The reply to the records below should contain exactly the lines from the line with "positive clicks: (333, 525) (530, 345)" through the line with "negative clicks: (170, 670) (621, 555)", and nothing besides.

── EXERCISE DATA

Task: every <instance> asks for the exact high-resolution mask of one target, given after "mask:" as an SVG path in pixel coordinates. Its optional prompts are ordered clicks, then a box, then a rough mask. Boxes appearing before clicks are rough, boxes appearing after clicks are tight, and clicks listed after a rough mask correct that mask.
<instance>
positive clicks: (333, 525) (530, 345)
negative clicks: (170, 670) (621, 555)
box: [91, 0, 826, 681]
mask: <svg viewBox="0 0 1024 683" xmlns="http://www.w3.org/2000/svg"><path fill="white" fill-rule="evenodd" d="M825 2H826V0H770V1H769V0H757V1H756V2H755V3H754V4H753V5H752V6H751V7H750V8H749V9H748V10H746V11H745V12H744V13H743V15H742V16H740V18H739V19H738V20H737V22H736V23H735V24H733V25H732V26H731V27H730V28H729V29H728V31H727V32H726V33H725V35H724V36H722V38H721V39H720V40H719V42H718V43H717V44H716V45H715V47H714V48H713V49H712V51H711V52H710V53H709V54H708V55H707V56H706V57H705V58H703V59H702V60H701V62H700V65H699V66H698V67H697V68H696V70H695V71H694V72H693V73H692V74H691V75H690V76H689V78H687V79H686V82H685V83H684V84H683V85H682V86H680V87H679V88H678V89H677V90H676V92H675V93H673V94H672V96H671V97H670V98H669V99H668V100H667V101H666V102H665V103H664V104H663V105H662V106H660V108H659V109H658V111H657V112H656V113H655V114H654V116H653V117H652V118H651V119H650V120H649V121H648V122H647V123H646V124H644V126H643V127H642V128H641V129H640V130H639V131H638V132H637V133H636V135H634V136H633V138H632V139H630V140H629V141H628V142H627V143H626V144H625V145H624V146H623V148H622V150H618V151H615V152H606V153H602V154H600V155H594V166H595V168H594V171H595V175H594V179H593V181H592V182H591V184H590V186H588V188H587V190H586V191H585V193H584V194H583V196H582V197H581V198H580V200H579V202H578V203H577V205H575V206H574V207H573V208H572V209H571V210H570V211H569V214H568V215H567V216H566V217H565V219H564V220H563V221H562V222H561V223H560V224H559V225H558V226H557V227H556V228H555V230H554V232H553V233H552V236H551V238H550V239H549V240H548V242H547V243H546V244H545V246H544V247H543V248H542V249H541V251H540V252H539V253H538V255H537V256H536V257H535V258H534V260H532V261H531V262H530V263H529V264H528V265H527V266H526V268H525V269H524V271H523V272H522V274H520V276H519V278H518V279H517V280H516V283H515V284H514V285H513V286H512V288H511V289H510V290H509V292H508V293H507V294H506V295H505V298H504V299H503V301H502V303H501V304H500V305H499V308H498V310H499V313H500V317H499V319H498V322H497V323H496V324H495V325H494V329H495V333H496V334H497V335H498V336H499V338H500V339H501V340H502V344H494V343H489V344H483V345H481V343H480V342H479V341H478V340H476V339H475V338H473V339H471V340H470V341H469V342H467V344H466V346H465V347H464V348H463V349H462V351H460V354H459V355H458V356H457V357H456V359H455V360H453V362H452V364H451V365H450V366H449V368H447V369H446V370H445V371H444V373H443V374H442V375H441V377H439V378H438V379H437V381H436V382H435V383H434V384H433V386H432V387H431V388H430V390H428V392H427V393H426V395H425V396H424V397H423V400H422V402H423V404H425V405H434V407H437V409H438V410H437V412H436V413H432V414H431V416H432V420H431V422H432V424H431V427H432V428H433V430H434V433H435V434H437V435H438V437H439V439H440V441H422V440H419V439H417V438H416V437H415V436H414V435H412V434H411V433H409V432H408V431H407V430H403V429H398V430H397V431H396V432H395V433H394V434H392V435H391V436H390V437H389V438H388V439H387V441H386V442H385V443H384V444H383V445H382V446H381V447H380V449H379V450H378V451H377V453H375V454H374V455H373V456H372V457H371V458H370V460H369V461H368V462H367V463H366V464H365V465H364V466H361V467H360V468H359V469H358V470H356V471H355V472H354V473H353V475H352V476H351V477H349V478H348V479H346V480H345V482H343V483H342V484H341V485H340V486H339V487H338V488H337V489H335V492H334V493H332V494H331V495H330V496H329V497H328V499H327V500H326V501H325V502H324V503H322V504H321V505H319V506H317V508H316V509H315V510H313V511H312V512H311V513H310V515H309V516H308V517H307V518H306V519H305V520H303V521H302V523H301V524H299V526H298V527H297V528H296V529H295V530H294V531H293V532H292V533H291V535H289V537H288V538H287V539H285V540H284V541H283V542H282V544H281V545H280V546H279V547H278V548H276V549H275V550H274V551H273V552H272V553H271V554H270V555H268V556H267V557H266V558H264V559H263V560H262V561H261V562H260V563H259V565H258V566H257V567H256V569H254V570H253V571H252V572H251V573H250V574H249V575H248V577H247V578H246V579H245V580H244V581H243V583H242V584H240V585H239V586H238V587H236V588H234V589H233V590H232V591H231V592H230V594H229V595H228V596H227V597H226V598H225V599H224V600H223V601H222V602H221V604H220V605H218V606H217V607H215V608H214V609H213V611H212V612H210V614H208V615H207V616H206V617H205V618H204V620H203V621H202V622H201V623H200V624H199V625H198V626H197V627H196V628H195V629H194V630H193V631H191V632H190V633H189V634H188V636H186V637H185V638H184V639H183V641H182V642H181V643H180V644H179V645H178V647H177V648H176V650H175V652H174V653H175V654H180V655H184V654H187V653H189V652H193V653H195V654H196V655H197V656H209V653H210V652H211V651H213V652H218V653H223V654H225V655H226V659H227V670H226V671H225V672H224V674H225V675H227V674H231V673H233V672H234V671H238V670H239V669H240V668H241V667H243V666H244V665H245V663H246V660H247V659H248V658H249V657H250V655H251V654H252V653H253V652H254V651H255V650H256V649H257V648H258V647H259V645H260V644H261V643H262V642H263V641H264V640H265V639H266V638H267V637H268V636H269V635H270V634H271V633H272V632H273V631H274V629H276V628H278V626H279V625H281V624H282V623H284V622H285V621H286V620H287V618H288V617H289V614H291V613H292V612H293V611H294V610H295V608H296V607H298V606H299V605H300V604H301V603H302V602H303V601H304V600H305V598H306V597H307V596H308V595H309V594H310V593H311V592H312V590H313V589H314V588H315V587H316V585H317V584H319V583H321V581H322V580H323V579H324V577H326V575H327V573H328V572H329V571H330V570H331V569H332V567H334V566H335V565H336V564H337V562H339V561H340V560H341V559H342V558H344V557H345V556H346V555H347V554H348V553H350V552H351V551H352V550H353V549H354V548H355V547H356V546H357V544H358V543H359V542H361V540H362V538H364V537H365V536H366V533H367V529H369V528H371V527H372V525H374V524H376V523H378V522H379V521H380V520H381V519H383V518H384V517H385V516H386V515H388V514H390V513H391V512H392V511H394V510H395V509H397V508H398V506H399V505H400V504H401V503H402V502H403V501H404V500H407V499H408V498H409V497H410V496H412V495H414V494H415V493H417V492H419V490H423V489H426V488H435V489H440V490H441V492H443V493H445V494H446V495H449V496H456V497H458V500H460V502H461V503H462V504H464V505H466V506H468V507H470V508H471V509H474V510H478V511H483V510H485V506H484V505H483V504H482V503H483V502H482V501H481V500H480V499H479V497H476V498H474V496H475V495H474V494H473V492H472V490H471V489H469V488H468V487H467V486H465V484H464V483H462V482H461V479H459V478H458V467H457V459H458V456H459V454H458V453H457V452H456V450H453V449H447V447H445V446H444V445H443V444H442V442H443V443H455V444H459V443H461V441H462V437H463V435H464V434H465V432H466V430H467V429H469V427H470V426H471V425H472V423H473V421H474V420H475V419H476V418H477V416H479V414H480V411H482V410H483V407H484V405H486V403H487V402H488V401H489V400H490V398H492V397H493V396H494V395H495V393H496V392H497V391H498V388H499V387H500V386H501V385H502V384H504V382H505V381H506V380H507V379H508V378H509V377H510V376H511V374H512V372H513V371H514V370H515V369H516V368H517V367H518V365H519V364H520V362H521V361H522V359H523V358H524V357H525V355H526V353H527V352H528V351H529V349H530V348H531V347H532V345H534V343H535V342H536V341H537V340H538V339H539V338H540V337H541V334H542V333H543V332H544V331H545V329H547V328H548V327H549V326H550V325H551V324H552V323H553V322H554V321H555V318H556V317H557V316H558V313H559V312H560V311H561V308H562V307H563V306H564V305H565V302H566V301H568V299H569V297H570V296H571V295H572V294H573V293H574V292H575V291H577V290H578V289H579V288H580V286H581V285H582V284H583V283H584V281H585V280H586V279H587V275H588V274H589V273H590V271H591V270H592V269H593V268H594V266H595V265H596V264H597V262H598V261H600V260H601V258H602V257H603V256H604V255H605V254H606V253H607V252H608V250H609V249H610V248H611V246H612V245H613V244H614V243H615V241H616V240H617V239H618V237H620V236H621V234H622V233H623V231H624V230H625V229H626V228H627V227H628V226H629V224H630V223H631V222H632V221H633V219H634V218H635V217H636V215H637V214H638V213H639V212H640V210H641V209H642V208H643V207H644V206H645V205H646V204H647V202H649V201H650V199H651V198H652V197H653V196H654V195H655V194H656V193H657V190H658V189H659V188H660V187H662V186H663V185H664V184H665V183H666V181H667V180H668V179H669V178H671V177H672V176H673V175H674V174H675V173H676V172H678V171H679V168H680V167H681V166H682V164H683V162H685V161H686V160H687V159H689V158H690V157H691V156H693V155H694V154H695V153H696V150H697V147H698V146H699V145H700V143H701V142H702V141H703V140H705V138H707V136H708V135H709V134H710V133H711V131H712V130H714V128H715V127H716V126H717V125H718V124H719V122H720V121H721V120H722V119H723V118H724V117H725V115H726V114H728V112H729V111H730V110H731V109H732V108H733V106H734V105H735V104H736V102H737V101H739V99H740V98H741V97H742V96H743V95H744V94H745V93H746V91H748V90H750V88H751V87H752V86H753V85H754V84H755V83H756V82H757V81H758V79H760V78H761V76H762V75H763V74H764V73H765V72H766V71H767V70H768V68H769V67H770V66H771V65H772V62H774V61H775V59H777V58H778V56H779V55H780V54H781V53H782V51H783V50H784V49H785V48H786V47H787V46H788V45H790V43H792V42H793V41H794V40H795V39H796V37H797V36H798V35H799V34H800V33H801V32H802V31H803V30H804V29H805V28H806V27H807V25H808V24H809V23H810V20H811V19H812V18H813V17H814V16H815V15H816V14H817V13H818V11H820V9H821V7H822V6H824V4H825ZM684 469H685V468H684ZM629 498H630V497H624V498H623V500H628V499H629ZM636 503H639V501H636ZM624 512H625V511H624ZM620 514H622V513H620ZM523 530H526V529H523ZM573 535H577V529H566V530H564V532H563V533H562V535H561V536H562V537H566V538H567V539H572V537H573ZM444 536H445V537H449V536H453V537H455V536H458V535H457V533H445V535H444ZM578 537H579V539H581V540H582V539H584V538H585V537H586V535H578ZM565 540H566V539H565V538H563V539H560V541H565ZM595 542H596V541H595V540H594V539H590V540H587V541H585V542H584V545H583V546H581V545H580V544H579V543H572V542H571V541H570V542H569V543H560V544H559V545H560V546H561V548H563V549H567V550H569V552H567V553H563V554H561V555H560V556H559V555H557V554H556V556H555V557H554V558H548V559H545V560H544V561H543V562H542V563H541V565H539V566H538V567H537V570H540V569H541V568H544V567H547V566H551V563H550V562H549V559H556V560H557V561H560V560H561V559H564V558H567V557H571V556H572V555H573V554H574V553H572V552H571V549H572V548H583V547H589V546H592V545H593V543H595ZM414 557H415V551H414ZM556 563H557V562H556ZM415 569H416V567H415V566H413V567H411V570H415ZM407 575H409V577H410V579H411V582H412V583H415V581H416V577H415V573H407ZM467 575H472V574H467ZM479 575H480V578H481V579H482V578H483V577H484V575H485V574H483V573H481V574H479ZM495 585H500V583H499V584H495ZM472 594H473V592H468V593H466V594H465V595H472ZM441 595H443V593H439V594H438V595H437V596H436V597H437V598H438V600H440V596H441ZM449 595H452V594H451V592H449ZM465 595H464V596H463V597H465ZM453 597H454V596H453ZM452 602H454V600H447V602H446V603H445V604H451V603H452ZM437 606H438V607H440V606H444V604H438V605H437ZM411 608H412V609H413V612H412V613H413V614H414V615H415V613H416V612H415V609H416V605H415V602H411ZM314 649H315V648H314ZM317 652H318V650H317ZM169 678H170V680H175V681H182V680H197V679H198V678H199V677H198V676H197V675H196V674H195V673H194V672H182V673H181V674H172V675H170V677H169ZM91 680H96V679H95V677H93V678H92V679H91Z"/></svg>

────

ANSWER BELOW
positive clicks: (333, 525) (530, 345)
negative clicks: (170, 670) (621, 555)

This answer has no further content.